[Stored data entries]
—————
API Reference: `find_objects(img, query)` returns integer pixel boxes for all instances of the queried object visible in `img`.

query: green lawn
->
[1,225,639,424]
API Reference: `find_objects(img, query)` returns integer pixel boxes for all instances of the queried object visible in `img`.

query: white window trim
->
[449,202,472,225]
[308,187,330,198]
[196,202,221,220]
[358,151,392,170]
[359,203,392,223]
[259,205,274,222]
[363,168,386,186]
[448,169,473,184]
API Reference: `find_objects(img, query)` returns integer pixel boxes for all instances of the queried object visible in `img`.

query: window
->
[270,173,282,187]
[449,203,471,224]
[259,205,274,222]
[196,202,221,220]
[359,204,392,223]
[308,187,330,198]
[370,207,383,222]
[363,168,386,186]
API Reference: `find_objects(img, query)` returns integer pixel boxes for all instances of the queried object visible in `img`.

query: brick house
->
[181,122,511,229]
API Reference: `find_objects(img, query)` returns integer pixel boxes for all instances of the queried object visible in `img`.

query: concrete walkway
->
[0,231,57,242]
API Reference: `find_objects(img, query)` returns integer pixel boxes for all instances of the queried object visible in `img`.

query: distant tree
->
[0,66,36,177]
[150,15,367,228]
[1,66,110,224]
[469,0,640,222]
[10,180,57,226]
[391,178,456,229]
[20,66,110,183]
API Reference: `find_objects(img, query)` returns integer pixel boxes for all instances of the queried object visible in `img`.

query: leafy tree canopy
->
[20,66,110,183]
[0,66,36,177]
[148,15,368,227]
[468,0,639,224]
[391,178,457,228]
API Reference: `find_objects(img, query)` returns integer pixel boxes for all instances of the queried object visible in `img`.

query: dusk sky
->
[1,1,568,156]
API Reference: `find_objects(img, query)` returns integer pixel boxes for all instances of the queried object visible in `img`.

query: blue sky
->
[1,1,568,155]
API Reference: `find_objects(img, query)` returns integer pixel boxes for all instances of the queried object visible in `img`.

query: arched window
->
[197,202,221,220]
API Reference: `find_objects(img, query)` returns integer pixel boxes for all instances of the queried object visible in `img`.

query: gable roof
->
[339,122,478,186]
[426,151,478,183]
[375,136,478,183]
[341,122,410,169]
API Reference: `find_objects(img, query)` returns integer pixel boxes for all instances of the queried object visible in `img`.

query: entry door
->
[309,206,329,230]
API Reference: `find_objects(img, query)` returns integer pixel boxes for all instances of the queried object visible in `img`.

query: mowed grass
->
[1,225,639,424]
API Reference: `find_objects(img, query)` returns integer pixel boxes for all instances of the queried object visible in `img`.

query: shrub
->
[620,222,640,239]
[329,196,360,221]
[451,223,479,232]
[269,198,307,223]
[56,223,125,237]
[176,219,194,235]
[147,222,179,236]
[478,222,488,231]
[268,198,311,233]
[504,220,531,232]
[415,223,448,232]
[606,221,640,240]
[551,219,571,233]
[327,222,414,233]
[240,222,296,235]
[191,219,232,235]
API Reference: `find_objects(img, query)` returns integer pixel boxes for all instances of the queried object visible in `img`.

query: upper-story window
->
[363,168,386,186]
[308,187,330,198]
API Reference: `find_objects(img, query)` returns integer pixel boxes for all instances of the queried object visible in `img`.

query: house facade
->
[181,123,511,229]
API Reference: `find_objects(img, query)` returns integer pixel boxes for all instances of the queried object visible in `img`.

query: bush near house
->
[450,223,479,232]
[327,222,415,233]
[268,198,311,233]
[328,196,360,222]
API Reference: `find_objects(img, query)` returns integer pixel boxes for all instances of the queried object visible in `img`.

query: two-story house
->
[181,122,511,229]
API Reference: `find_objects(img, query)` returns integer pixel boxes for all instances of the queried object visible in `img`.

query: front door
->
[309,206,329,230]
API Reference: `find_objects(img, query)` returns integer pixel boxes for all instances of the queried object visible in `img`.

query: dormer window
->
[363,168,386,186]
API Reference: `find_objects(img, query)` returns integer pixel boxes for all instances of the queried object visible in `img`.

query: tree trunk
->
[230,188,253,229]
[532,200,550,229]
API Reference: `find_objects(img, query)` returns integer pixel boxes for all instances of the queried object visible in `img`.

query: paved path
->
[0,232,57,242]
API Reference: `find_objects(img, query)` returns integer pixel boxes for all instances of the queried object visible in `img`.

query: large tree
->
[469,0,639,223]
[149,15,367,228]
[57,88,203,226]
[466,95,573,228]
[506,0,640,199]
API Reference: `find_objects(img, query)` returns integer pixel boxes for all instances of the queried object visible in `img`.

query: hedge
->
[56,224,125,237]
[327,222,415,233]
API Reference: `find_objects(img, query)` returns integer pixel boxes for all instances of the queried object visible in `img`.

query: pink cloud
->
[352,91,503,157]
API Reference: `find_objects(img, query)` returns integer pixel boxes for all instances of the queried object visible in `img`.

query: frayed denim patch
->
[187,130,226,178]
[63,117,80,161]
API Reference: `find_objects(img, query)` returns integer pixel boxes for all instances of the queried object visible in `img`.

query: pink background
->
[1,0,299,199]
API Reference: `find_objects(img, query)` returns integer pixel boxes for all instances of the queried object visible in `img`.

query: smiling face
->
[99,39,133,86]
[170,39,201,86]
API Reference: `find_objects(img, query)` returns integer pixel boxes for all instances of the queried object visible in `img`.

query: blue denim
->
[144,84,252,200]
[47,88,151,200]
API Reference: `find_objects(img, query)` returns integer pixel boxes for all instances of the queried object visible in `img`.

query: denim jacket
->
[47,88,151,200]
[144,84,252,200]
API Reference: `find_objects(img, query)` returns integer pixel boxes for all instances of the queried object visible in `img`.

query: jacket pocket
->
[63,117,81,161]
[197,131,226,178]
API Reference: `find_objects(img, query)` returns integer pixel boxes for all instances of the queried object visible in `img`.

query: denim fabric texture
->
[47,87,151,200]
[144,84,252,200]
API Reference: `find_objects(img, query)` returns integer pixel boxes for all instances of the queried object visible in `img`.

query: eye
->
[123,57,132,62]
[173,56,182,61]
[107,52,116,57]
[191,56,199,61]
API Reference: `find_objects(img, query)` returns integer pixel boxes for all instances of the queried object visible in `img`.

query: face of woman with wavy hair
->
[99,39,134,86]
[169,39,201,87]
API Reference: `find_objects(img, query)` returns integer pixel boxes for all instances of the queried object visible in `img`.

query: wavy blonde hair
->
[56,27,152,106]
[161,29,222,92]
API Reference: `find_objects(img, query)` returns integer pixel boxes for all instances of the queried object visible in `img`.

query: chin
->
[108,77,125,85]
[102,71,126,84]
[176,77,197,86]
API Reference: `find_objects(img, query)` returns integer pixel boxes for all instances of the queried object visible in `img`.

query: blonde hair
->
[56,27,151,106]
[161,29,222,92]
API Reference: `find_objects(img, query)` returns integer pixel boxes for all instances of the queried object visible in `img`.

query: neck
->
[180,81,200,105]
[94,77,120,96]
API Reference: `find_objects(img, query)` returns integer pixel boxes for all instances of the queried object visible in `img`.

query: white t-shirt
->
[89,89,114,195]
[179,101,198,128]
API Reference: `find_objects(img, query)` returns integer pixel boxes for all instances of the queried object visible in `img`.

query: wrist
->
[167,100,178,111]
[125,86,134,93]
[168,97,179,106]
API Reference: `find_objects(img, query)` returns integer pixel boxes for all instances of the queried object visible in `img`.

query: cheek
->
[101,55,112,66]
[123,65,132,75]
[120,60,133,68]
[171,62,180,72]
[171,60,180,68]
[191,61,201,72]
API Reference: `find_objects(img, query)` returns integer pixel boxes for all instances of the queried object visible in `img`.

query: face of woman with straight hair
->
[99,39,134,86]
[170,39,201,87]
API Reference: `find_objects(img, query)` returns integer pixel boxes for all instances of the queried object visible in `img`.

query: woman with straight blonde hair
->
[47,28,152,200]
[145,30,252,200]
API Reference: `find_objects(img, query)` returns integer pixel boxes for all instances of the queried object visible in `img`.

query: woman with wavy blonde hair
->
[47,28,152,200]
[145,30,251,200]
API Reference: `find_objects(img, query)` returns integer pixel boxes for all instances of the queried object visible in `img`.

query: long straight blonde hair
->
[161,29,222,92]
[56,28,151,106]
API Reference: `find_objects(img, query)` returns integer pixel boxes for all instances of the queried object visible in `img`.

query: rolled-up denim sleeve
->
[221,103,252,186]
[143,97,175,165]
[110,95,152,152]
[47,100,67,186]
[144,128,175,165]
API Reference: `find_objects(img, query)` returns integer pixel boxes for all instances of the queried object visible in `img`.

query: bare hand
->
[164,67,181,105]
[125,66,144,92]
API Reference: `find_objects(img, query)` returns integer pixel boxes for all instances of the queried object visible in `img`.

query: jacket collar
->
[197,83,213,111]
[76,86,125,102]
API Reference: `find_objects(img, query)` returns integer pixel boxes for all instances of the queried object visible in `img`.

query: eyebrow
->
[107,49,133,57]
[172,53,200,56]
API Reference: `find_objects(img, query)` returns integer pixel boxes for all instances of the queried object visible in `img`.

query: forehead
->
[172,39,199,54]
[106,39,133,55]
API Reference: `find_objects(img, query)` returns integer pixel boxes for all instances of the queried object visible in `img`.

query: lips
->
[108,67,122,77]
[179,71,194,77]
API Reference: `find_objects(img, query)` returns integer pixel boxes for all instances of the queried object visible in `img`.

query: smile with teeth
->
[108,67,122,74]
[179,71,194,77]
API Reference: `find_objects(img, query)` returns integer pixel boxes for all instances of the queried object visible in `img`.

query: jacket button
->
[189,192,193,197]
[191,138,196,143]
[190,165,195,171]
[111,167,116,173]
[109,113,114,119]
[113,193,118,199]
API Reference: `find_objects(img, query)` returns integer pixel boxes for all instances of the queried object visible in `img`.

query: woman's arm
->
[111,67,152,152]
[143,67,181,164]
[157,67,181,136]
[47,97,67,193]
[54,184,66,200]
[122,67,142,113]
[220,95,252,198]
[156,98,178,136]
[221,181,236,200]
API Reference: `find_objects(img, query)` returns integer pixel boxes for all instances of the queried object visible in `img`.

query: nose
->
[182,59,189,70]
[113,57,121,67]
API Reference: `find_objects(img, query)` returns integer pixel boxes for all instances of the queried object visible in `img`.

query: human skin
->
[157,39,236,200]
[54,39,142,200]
—————
→ What you will do:
From the line containing "query: forehead" down to the last line of the records above, print every line exactly, with both ends kept.

→ Answer to the exercise:
query: forehead
->
[172,39,199,54]
[106,39,133,55]
API Reference: `find_objects(img, query)` returns integer pixel boxes for all instances of the queried object visible in `img`.

query: lips
->
[108,67,122,77]
[179,71,194,77]
API Reference: `find_objects(img, query)` returns integer pixel boxes for all instances of the queried object visible in `img`.

query: smile with teeth
->
[108,67,122,74]
[179,71,194,77]
API Reference: `find_objects(img, query)` returns integer pixel boxes for all instances of the queried object visible in `img`.

query: jacket button
->
[189,192,193,197]
[191,138,196,143]
[190,165,195,171]
[111,167,116,173]
[109,113,114,119]
[113,193,118,199]
API Reference: `find_objects(img, query)` returns integer pixel boxes for all instances of the queried object visible in `img`.

query: woman's arm
->
[111,67,152,152]
[143,67,181,164]
[157,67,181,136]
[47,97,67,193]
[54,184,66,200]
[122,67,142,113]
[220,95,252,198]
[156,98,178,136]
[221,181,236,200]
API Reference: `find_objects(img, query)` returns integer pixel boxes for all instances of the queried object visible in `img`.

query: nose
->
[182,59,189,70]
[113,57,121,67]
API Reference: `find_objects(img, query)` returns integer pixel boxes for all instances of the queried object visible in `img`.

query: human skin
->
[157,39,236,200]
[54,39,142,200]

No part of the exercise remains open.